Your assignment: Your answer must be an exact copy of the records below.

Exercise materials:
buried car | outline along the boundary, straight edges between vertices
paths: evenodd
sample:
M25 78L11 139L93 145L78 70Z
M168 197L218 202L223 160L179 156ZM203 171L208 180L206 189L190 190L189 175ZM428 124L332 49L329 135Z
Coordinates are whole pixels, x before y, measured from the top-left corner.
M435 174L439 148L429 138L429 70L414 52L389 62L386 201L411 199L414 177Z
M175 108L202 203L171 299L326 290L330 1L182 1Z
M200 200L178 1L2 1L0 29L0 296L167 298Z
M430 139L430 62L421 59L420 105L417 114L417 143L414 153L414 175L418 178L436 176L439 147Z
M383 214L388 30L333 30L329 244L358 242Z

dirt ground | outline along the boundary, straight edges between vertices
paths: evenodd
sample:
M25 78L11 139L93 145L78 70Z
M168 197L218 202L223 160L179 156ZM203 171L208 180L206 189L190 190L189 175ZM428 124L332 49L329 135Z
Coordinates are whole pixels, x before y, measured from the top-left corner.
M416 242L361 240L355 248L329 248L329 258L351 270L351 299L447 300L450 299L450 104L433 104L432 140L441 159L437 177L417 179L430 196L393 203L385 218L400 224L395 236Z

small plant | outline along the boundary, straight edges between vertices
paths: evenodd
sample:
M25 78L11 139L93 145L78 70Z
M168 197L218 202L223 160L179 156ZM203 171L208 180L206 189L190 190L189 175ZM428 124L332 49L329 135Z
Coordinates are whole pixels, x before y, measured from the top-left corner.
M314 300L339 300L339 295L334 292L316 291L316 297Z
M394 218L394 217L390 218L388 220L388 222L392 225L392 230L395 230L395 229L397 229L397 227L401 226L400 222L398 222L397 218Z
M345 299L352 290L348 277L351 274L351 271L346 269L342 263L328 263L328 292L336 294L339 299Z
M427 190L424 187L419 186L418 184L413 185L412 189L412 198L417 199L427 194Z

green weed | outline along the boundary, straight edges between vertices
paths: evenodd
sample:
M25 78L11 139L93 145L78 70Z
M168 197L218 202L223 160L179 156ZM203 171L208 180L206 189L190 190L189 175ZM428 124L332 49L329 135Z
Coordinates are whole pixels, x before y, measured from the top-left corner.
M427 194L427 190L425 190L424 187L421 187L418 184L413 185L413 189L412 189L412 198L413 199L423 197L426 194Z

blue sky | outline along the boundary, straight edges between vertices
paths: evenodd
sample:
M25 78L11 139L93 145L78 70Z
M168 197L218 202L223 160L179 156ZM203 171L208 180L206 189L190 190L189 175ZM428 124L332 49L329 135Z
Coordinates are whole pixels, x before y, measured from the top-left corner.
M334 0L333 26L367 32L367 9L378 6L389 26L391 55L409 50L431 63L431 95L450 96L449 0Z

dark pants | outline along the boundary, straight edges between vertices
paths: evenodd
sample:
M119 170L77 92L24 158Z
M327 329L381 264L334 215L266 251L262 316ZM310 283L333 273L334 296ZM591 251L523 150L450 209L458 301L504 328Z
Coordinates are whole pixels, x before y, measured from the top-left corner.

Task response:
buried car | outline along the boundary, straight edges between vertices
paths: evenodd
sample:
M25 78L11 139L93 145L78 70Z
M168 197L218 202L223 160L179 156ZM203 171L208 180L206 189L190 190L189 175ZM428 124L332 49L329 135Z
Coordinates are whole pixels, x before y, measured from the top-left corner.
M435 174L439 148L429 138L429 70L414 52L389 62L386 201L411 199L414 177Z
M175 108L202 203L171 299L326 290L330 1L182 1Z
M200 200L178 1L2 1L0 29L0 296L167 298Z
M430 139L430 62L421 59L420 105L417 114L417 143L414 153L414 175L418 178L436 176L439 147Z
M383 214L388 30L333 30L329 244L358 242Z

dirt ground | outline along the boundary, straight edges between vertices
paths: evenodd
sample:
M25 78L11 139L93 145L78 70Z
M168 197L218 202L223 160L179 156ZM203 171L208 180L206 189L190 190L189 175ZM428 124L332 49L329 135Z
Coordinates are whole pixels, x before y, measured from the top-left corner.
M416 242L361 240L355 248L329 248L329 258L351 270L351 299L447 300L450 299L450 104L433 104L432 140L441 159L437 177L417 179L430 196L393 203L385 218L400 224L395 236Z

small plant | outline along the boundary, straight edges between vertices
paths: evenodd
sample:
M25 78L11 139L93 145L78 70Z
M168 197L218 202L223 160L179 156ZM203 171L208 180L206 189L190 190L189 175ZM428 124L332 49L329 135Z
Coordinates are whole pixels, x before y, measured from the top-left corner.
M314 300L339 300L339 295L334 292L316 291L316 297Z
M394 218L394 217L390 218L388 220L388 222L392 225L392 230L395 230L395 229L397 229L397 227L401 226L400 222L398 222L397 218Z
M345 299L352 290L348 277L351 274L351 271L346 269L342 263L328 263L328 292L336 294L339 299Z
M427 190L424 187L419 186L418 184L413 185L412 189L412 198L417 199L427 194Z

green weed | outline along the boundary, straight edges between vertices
paths: evenodd
sample:
M25 78L11 139L93 145L78 70Z
M168 197L218 202L223 160L179 156ZM203 171L208 180L206 189L190 190L189 175ZM428 124L332 49L329 135Z
Coordinates are whole pixels, x before y, measured from the top-left corner.
M427 194L427 190L425 190L424 187L421 187L418 184L413 185L413 189L412 189L412 198L413 199L423 197L426 194Z

blue sky | outline along the boundary, straight edges between vertices
paths: evenodd
sample:
M25 78L11 139L93 145L78 70Z
M168 197L218 202L223 160L179 156ZM203 171L208 180L206 189L190 190L189 175ZM428 124L332 49L329 135Z
Coordinates are whole pixels, x before y, measured from the top-left corner.
M334 0L333 26L367 32L367 9L378 6L389 26L391 55L409 50L431 63L431 95L450 96L449 0Z

dark pants | outline along the boundary, straight edges between vertices
paths: evenodd
sample:
M119 170L77 92L24 158Z
M327 329L381 264L334 215L266 251L262 316ZM310 283L333 273L334 296ZM591 251L523 150L450 209L458 301L504 328Z
Coordinates are whole pixels, x before y, measured from the top-left corner.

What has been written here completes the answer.